__PROBLEM TO WORK ON__
Reproduce every line of the material from the one containing "Target: lens flare spot" through the one containing "left=42, top=348, right=68, bottom=450", requests included, adding 57 to each box coordinate in the answers but not to the sample coordinates in the requests. Give only that stretch.

Items listed in a dataset:
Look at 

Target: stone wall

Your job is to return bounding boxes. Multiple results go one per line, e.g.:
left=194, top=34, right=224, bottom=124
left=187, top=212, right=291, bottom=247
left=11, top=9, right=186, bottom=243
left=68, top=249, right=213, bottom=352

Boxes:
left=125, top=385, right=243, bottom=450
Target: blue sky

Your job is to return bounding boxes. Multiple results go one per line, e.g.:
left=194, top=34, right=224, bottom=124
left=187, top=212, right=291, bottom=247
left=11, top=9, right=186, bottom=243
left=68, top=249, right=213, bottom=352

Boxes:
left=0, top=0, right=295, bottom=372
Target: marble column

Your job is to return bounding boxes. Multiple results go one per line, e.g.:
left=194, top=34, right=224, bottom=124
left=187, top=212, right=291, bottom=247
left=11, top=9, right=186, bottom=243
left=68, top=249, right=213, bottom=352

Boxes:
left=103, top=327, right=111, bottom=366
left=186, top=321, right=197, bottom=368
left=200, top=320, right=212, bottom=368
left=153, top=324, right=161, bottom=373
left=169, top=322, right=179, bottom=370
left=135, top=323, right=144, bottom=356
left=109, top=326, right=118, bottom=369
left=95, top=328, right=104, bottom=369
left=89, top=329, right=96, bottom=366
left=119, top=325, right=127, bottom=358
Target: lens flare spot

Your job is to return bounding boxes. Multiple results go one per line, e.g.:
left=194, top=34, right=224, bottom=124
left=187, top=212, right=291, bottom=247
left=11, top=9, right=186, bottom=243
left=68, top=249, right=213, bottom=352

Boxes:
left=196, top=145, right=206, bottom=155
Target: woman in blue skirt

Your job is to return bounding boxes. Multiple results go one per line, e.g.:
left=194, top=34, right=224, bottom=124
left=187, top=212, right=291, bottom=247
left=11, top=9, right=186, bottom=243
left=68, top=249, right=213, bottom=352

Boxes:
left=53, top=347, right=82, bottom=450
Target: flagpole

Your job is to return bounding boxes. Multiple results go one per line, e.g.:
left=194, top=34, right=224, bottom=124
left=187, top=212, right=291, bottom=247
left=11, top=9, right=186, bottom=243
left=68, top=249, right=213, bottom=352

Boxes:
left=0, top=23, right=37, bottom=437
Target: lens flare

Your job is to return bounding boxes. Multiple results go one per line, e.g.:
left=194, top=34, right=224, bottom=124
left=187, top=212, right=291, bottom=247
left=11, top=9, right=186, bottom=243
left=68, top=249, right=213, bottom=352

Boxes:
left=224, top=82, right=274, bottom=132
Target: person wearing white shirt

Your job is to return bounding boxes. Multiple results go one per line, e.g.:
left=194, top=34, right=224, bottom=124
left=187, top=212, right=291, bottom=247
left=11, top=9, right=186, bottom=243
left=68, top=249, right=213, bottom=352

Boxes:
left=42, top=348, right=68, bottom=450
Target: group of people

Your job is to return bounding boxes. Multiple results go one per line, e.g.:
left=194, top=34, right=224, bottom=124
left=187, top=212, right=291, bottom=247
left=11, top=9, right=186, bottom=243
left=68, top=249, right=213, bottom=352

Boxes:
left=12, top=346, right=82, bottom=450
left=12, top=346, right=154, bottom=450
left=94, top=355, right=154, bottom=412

__COMPLETED TASK__
Target: lens flare spot

Your job is to return bounding boxes. Multiple results go one per line, e.g.:
left=194, top=34, right=224, bottom=124
left=187, top=212, right=291, bottom=247
left=11, top=9, right=186, bottom=243
left=68, top=249, right=213, bottom=352

Boxes:
left=253, top=202, right=263, bottom=212
Target: woman in blue skirt

Your job is to return bounding boxes. Multiple results go one per line, e.g.:
left=194, top=34, right=224, bottom=124
left=187, top=212, right=291, bottom=247
left=11, top=9, right=186, bottom=243
left=68, top=249, right=213, bottom=352

Boxes:
left=110, top=404, right=139, bottom=507
Target: flagpole

Your job is to return bounding boxes. Multiple results go one per line, e.g.:
left=194, top=34, right=224, bottom=124
left=187, top=212, right=291, bottom=247
left=11, top=9, right=186, bottom=243
left=68, top=249, right=213, bottom=352

Boxes:
left=57, top=80, right=94, bottom=494
Target: lens flare

Your job is to return bounding boxes. Multiple results go one per line, e.g.:
left=194, top=34, right=224, bottom=124
left=187, top=212, right=291, bottom=247
left=11, top=9, right=186, bottom=243
left=68, top=249, right=213, bottom=352

Boxes:
left=281, top=139, right=331, bottom=189
Target: person wearing white shirt

Your job is to return bounding boxes. Multiple results go one per line, e.g.:
left=194, top=34, right=224, bottom=124
left=187, top=212, right=291, bottom=247
left=11, top=9, right=186, bottom=243
left=68, top=249, right=213, bottom=352

Boxes:
left=99, top=405, right=125, bottom=507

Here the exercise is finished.